━━━━━ RECORDS TO USE ━━━━━
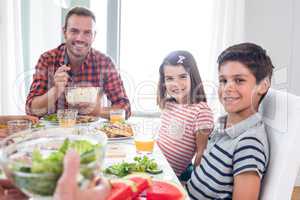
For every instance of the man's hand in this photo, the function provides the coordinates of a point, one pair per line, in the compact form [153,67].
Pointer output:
[67,188]
[61,78]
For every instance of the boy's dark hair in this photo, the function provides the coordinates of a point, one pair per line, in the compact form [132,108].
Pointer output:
[186,59]
[253,56]
[80,11]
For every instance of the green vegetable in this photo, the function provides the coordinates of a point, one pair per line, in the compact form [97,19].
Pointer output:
[51,117]
[50,168]
[140,164]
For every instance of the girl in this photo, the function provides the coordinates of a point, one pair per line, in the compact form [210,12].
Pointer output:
[186,119]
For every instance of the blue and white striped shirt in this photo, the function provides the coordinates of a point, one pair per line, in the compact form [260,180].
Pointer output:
[237,149]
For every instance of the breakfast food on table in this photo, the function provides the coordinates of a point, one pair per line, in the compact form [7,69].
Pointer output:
[85,119]
[82,95]
[35,168]
[140,164]
[3,126]
[81,119]
[117,129]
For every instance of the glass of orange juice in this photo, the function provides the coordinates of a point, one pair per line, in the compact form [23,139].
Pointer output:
[117,115]
[67,117]
[143,141]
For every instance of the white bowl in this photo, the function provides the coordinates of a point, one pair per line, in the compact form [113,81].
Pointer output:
[76,95]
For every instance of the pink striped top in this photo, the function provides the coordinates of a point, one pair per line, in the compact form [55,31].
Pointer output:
[179,124]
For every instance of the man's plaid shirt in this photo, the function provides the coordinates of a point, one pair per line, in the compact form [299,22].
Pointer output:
[97,70]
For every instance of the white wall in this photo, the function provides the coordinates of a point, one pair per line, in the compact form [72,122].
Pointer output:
[275,25]
[45,28]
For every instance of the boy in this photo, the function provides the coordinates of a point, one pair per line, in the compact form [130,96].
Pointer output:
[237,154]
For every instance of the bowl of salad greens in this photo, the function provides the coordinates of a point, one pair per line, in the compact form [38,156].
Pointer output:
[34,161]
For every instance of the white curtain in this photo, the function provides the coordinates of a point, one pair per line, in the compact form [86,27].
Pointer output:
[11,65]
[228,29]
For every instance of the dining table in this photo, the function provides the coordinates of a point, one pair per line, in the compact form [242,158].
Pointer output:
[123,149]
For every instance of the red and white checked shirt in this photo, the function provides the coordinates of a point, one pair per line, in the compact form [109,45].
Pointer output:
[177,133]
[97,70]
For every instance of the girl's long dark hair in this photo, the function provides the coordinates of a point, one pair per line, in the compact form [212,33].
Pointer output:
[187,60]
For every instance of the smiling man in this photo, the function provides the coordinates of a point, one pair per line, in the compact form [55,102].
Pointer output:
[76,63]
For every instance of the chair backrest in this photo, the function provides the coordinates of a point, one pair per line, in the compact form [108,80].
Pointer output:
[281,114]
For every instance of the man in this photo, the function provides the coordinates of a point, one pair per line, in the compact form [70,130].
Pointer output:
[75,62]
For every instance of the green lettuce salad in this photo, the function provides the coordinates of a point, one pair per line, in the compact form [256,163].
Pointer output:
[41,176]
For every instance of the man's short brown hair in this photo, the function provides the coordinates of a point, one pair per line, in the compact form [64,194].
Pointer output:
[80,11]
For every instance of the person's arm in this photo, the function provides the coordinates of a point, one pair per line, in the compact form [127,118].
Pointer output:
[115,91]
[204,124]
[4,119]
[67,187]
[40,104]
[201,143]
[246,186]
[250,159]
━━━━━
TO DO> Can you repeat every one of the lines above word for word, leaving the pictures out?

RESPONSE BELOW>
For every instance of the man's hand in this photo, the function provides the coordinates of a point, one pair per line, in the compact form [153,67].
Pointer output:
[67,188]
[61,78]
For every instance of the boy's dark hair in this photo, the function provides the coordinates of a point, one pair per line, in the compact form [132,108].
Pointer output:
[186,59]
[253,56]
[80,11]
For every instance of the green vegetable in this photo, the function provides the coordinates of a point, one pair per line, in the compact form [97,19].
Pointer output:
[51,117]
[50,168]
[140,164]
For every instance of the girl in this photo, the function provides the coordinates of a point, one pair per line, in the compact form [210,12].
Pointer output:
[186,119]
For every instance of the blue and white striped shirt in this photo, the function provides the coordinates of a point, one pair per line, in the compact form [260,180].
Pointer output:
[237,149]
For every instance of the breakfast food on table in this photo, the function provides the coordinates of a point, one pair per line, in the compact form [7,69].
Pointer output:
[85,119]
[82,95]
[35,168]
[140,164]
[3,126]
[81,119]
[117,129]
For every instance of the glass of orange juice in this photo, the function provides the coordinates of a point, one pair per line, in the compact form [23,139].
Pointer output:
[117,115]
[67,117]
[143,141]
For every instance of the white bowl in this photo, the function provides the coordinates of a point, one pair per line, in the compact form [113,81].
Pointer output:
[76,95]
For every instance of the pink striped top in this photo, the function provides the coordinates of a point, one pair per line, in the compact form [55,31].
Pointer output:
[179,124]
For every instance of the man's plaid shirt in this photo, the function provides the coordinates of a point, one pair per line, in the compact form [299,22].
Pointer output:
[97,70]
For every instance of the white wall in this photo, the function provides the coordinates of a point, one pair per line, in the compact form [72,122].
Pointer output:
[275,25]
[45,28]
For every instance of the boy in this photo, the function provides the coordinates of a point, one pair per line, in the compact form [130,96].
Pointer output:
[237,154]
For every instance of the bowl of salad greens in this photo, the function provides the coordinates of a point, one pair per line, in the compact form [38,156].
Pointer output:
[34,161]
For every instance of the white curtain in this photo, the function provides the coordinates of a point, one pair per line, in the compact form [86,27].
Pointer output:
[11,65]
[228,29]
For every instance of the dining table in this photo, the function provides the coordinates of a point, one pair per line, in the compact form [242,158].
Pointer output:
[123,149]
For every instance of the red and white checked shirt in this photo, the function provides the coordinates of a point, one pair per line, in the compact form [109,45].
Pointer output:
[177,133]
[97,70]
For every instance of the girl's long dark hair in this photo, the function provides the coordinates of a point, one pair per line, in the compact form [212,33].
Pointer output:
[187,60]
For every instance of the smiling man in this photo, the function provides the coordinates of a point, one pair per line, in the compact form [55,102].
Pointer output:
[76,63]
For every instance of the chair backrest in this photo, the function provides the coordinates of a point, one pair per line, in the compact form [108,80].
Pointer output:
[281,114]
For every instance of the man in this photo, the function provides the coordinates of a point, one pair per line, in the compact form [70,130].
Pointer output:
[75,62]
For every instance of the green lettuce salad in this photo, the function provides the coordinates of a point, one pair per line, in the compact form [256,163].
Pointer output:
[41,176]
For every instance of the man's short brown hair in this photo, the function provides the coordinates of a point, one pair per line, in the compact form [64,194].
Pointer output:
[80,11]
For every instance of the person's arm in this photo, the function provides the coordinates of a point, one pair per line, in the compact form [127,118].
Pointer output:
[115,91]
[204,124]
[4,119]
[67,187]
[40,104]
[201,143]
[246,186]
[250,159]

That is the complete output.